▸ **Work to be completed**
Reproduce the listing below verbatim, starting at the line that contains "job | pin one point per instance of the black tire" and continuing through the end of the listing. Omit the pictures from your answer.

——

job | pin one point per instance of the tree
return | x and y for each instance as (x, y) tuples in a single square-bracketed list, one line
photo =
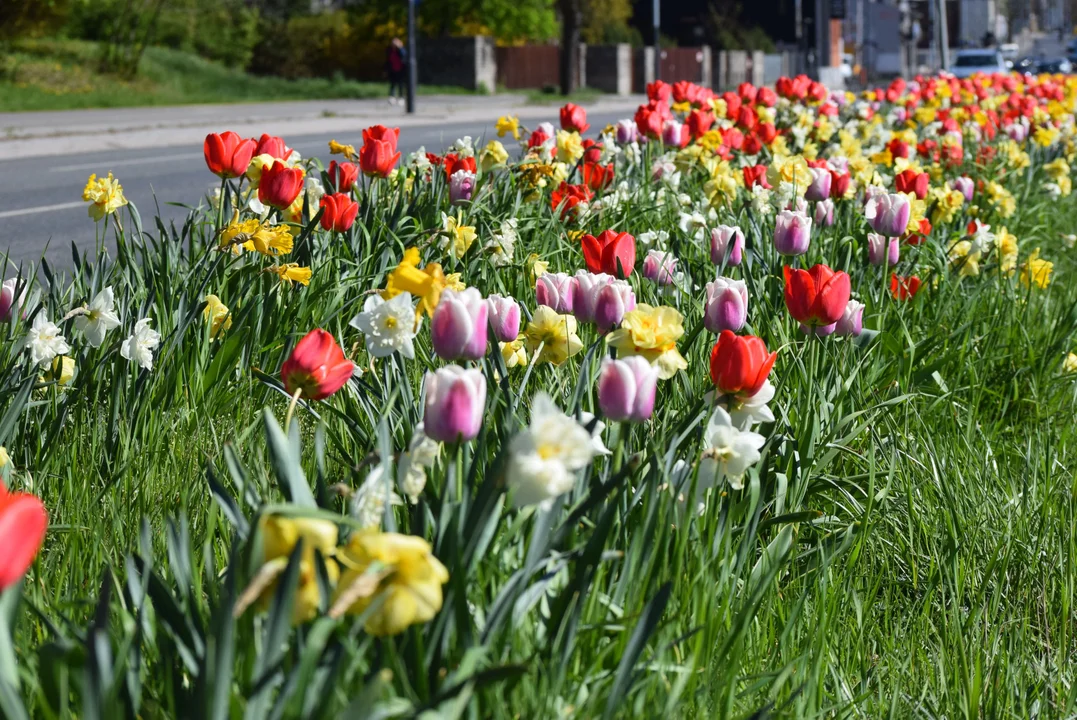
[(570, 44)]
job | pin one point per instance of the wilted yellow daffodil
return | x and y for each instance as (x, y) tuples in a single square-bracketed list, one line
[(1036, 271), (652, 333), (508, 125), (347, 151), (555, 333), (396, 573), (458, 237), (279, 538), (217, 314), (106, 196), (291, 272)]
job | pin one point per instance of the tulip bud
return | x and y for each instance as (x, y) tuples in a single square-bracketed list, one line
[(627, 131), (626, 389), (317, 366), (882, 250), (461, 185), (852, 320), (727, 245), (965, 186), (792, 233), (554, 290), (820, 187), (456, 400), (659, 267), (726, 308), (889, 213), (458, 330), (585, 290), (504, 314), (611, 304)]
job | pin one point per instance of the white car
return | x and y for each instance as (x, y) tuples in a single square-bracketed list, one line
[(967, 62)]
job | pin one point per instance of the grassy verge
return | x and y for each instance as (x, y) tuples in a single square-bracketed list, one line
[(63, 75)]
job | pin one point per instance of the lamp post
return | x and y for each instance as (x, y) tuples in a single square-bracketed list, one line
[(413, 74)]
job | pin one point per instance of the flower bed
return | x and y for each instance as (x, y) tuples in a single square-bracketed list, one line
[(559, 423)]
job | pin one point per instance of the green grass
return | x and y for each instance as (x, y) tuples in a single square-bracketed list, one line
[(61, 75), (905, 549)]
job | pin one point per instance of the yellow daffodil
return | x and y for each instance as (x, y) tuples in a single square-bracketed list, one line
[(424, 284), (555, 333), (408, 580), (279, 538), (508, 125), (493, 155), (106, 196), (458, 237), (347, 151), (652, 333), (1036, 271), (513, 353), (217, 314), (291, 272)]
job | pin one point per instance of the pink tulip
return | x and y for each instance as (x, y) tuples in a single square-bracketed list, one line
[(626, 389), (727, 245), (504, 314), (554, 290), (458, 330), (456, 400), (726, 307)]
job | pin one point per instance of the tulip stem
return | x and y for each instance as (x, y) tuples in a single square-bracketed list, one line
[(291, 407)]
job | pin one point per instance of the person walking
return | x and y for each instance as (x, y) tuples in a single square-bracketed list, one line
[(396, 68)]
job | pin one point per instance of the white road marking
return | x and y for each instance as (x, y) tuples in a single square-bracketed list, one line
[(44, 208), (106, 166)]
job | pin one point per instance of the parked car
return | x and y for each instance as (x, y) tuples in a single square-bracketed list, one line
[(969, 61)]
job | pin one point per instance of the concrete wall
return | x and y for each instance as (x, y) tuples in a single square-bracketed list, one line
[(462, 61), (609, 68)]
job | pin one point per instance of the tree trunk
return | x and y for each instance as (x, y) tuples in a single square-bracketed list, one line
[(570, 45)]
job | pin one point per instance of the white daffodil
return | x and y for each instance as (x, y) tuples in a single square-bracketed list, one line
[(45, 340), (98, 318), (413, 464), (389, 325), (544, 457), (728, 452), (139, 347)]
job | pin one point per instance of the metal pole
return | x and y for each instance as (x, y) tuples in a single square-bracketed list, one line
[(413, 72), (658, 44), (943, 37)]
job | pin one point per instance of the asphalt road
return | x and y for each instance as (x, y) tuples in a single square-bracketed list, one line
[(42, 212)]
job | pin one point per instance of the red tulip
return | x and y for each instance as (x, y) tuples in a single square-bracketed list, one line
[(273, 146), (343, 175), (339, 212), (23, 522), (378, 155), (816, 297), (910, 181), (755, 174), (740, 365), (317, 366), (574, 117), (612, 252), (699, 122), (568, 197), (904, 288), (453, 163), (597, 177), (227, 155), (280, 185)]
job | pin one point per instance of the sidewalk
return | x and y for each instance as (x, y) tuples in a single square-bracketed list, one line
[(61, 132)]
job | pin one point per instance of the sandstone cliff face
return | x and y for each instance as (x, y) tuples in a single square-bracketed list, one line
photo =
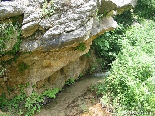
[(53, 32)]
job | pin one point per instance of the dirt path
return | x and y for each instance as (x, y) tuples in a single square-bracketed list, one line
[(75, 99)]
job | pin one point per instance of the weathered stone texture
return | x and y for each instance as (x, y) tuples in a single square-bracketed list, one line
[(52, 36)]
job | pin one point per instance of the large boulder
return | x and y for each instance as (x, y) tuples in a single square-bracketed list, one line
[(53, 32)]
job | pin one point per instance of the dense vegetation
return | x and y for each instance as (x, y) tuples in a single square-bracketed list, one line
[(130, 88)]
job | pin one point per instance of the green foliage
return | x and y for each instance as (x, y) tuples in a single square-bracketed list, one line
[(81, 47), (99, 16), (50, 93), (70, 81), (23, 105), (130, 88), (107, 47)]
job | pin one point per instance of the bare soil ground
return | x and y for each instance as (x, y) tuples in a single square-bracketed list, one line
[(77, 100)]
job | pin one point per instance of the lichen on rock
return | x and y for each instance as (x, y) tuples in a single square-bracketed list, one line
[(51, 30)]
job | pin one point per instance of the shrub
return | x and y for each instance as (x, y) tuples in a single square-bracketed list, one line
[(131, 85)]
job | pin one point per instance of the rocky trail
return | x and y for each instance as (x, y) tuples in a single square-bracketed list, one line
[(77, 100)]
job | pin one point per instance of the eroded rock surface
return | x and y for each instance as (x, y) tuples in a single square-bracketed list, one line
[(51, 31)]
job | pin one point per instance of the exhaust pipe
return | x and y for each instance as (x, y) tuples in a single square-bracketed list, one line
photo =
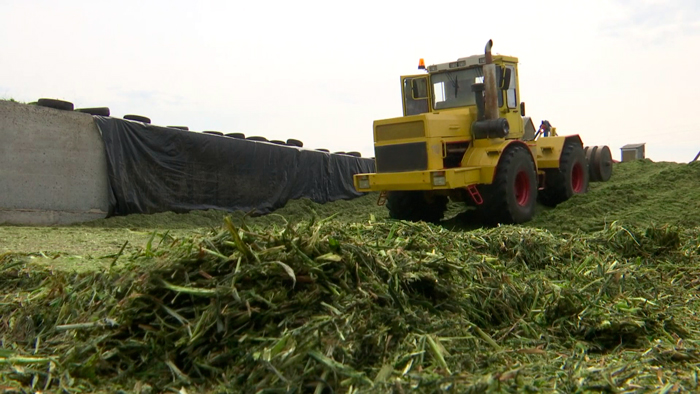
[(488, 124), (490, 84)]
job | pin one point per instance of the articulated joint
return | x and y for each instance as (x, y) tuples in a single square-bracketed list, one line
[(490, 128)]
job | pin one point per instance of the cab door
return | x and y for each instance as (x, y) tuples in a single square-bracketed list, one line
[(415, 92), (511, 105)]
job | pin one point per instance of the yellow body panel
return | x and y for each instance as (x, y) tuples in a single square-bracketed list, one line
[(420, 180)]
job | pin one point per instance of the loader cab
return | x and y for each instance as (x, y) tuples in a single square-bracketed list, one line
[(448, 87)]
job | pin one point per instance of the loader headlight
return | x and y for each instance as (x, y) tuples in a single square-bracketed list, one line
[(439, 178), (363, 182)]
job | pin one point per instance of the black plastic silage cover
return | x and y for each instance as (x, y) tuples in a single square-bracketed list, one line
[(156, 169)]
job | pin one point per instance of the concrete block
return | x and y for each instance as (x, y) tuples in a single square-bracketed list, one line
[(53, 167)]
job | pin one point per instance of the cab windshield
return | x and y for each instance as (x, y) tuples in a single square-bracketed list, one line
[(454, 88)]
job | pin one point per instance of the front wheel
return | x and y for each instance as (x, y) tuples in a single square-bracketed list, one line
[(512, 196)]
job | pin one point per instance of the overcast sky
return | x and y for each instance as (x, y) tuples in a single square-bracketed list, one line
[(613, 71)]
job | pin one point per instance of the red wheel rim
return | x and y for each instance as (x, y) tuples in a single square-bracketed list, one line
[(577, 178), (522, 188)]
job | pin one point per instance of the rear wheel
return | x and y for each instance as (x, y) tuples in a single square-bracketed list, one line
[(512, 196), (416, 206), (571, 177)]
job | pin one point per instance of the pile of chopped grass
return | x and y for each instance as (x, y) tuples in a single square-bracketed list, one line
[(358, 209), (640, 193), (363, 307)]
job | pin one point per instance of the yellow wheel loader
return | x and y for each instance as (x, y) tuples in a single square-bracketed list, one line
[(464, 137)]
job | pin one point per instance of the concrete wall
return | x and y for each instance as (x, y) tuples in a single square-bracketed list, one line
[(53, 168)]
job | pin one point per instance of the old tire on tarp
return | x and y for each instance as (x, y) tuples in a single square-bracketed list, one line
[(416, 206), (55, 104), (570, 178), (590, 153), (293, 142), (602, 163), (100, 111), (138, 118)]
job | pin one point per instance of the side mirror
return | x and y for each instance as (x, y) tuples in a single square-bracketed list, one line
[(505, 79), (419, 88)]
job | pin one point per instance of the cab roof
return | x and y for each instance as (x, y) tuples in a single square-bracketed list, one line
[(466, 62)]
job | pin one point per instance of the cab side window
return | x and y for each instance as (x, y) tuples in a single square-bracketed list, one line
[(415, 96), (511, 94)]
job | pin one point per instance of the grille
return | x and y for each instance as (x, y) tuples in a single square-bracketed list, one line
[(401, 157), (399, 131)]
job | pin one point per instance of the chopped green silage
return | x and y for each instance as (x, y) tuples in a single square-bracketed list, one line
[(599, 294), (639, 193), (364, 307)]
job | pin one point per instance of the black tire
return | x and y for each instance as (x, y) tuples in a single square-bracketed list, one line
[(512, 197), (55, 104), (571, 177), (100, 111), (293, 142), (416, 206), (138, 118)]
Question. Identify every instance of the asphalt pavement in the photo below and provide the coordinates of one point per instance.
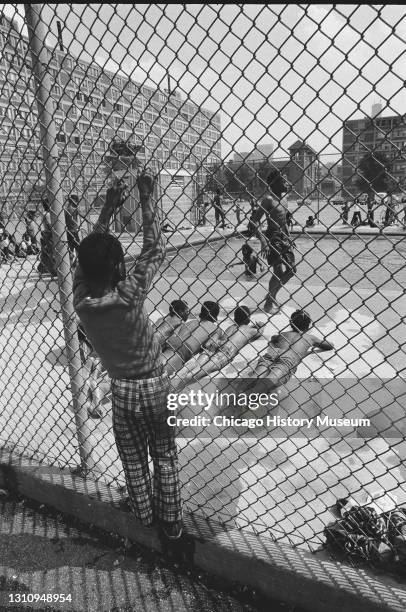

——

▸ **Output below**
job | pin one point per instance of the black tire
return | x and y for each instance as (x, y) tuples in a single square-bracketed list, one line
[(512, 197), (55, 104), (571, 177), (100, 111), (293, 142), (416, 206), (138, 118)]
Question. Identify every instance of the asphalt pavement in the photo below and provide the coordinates of one point per instance.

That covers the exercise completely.